[Objective]: Find the line that contains "shin guard under sock ->"; then retype it and each line after it, exactly, through the final line of the data below.

+ + +

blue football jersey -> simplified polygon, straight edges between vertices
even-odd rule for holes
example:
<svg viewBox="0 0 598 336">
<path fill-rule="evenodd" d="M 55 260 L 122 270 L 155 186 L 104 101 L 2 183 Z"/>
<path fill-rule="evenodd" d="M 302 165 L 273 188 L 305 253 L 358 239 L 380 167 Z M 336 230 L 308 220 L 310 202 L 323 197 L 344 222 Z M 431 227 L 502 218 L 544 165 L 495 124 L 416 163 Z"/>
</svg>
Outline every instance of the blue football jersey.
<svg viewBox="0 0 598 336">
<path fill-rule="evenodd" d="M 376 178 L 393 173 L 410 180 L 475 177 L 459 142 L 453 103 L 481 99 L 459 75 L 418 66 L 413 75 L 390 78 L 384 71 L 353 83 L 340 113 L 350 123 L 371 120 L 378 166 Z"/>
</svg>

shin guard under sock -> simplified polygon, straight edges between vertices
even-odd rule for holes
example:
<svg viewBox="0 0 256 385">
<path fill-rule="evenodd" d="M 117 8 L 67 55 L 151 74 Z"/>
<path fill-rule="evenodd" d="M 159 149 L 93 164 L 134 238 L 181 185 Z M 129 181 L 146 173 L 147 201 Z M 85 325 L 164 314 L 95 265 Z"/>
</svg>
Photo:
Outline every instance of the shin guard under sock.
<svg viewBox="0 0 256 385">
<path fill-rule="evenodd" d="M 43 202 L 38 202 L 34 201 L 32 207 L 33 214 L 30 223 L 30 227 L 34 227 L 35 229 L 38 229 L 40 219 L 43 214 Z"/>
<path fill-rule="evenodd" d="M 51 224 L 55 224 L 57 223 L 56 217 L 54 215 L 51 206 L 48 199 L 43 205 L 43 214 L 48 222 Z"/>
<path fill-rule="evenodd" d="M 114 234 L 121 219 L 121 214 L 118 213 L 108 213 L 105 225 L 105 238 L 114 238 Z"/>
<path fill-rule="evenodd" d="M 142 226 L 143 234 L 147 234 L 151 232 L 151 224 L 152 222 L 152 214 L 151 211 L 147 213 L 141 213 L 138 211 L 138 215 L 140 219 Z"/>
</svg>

+ + +

[Result for this exercise]:
shin guard under sock -> simplified polygon, straight edges between vertices
even-odd rule for holes
example:
<svg viewBox="0 0 256 385">
<path fill-rule="evenodd" d="M 117 8 L 67 55 L 151 74 Z"/>
<path fill-rule="evenodd" d="M 159 149 L 93 164 L 134 238 L 181 185 Z M 129 181 L 146 173 L 147 201 Z M 85 325 L 164 314 L 95 265 Z"/>
</svg>
Photo:
Outline every instance of the shin guard under sock.
<svg viewBox="0 0 256 385">
<path fill-rule="evenodd" d="M 43 202 L 38 202 L 34 201 L 32 207 L 33 214 L 30 223 L 30 227 L 34 227 L 35 229 L 38 229 L 40 219 L 43 214 Z"/>
<path fill-rule="evenodd" d="M 51 224 L 55 224 L 57 223 L 56 217 L 54 215 L 51 206 L 48 199 L 43 205 L 43 214 L 48 222 Z"/>
<path fill-rule="evenodd" d="M 114 234 L 121 219 L 121 214 L 118 213 L 108 213 L 105 225 L 105 238 L 114 238 Z"/>
<path fill-rule="evenodd" d="M 142 226 L 143 234 L 147 234 L 151 232 L 151 224 L 152 222 L 152 214 L 151 211 L 147 213 L 141 213 L 138 211 L 138 215 L 140 219 Z"/>
</svg>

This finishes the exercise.